## Prompt
Copy out every line of the items below that contains the string "gantry".

## Dataset
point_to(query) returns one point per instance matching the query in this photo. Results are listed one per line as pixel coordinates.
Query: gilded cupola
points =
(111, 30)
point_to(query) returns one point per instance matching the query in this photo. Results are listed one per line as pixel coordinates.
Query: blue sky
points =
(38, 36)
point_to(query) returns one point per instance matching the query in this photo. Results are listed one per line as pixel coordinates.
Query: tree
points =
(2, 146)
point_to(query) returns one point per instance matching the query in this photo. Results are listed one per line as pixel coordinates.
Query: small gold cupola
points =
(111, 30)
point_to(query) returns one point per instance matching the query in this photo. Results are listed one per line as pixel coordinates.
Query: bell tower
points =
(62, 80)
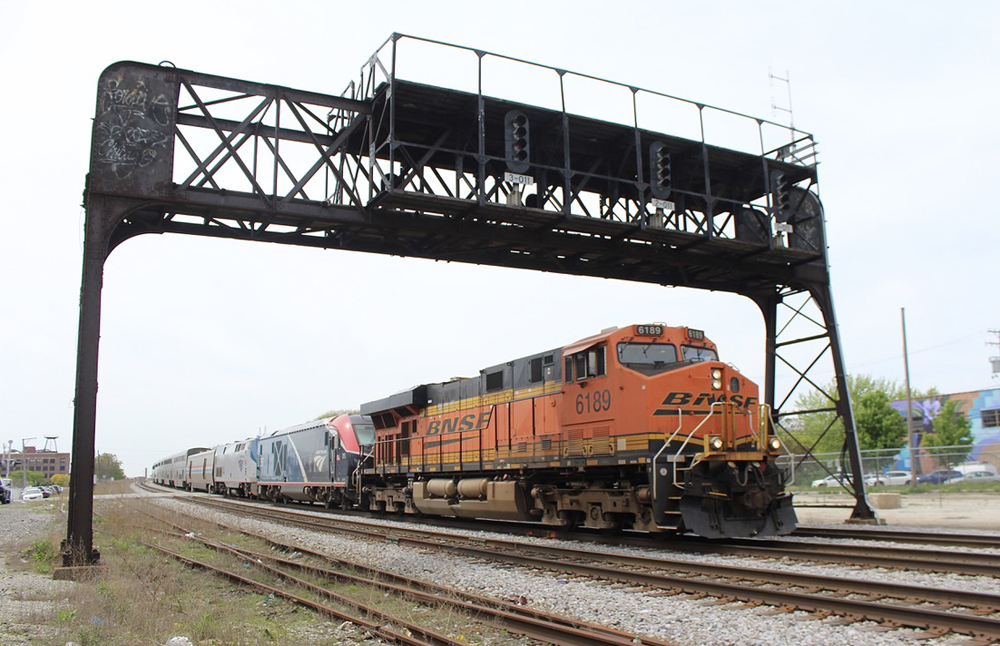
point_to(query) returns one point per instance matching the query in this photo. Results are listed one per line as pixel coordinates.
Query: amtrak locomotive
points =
(639, 428)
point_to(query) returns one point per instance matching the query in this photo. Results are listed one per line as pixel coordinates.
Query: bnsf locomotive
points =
(640, 427)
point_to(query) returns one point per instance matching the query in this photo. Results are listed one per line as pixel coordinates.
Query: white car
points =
(976, 476)
(832, 481)
(32, 493)
(888, 478)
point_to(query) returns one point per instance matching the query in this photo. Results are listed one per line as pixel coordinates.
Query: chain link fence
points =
(879, 461)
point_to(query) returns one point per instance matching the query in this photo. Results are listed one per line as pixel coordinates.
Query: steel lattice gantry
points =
(396, 166)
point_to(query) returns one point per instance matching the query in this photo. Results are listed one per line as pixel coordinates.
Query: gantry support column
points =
(78, 548)
(862, 509)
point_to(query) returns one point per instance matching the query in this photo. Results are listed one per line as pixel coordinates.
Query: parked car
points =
(940, 476)
(32, 493)
(976, 476)
(832, 481)
(888, 478)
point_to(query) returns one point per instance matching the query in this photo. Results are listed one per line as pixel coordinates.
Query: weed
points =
(42, 553)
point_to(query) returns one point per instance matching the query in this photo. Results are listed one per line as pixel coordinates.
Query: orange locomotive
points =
(640, 427)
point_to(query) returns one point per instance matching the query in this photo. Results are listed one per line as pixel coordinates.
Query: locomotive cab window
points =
(696, 353)
(587, 364)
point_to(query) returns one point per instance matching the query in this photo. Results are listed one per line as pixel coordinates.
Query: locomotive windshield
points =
(646, 356)
(363, 430)
(695, 353)
(654, 358)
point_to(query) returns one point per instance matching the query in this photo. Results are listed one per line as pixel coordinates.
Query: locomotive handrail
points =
(765, 420)
(666, 443)
(711, 412)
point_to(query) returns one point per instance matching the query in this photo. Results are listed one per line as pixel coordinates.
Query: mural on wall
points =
(977, 405)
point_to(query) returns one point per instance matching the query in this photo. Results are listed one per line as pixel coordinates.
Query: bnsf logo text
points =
(705, 399)
(470, 422)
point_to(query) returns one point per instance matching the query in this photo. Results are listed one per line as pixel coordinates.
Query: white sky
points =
(206, 341)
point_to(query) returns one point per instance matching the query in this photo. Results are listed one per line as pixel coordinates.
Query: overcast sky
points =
(206, 341)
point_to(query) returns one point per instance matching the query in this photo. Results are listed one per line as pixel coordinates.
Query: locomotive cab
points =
(638, 428)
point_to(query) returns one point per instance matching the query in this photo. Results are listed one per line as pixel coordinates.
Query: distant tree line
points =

## Task output
Query: steel lattice gantry
Query: gantry support column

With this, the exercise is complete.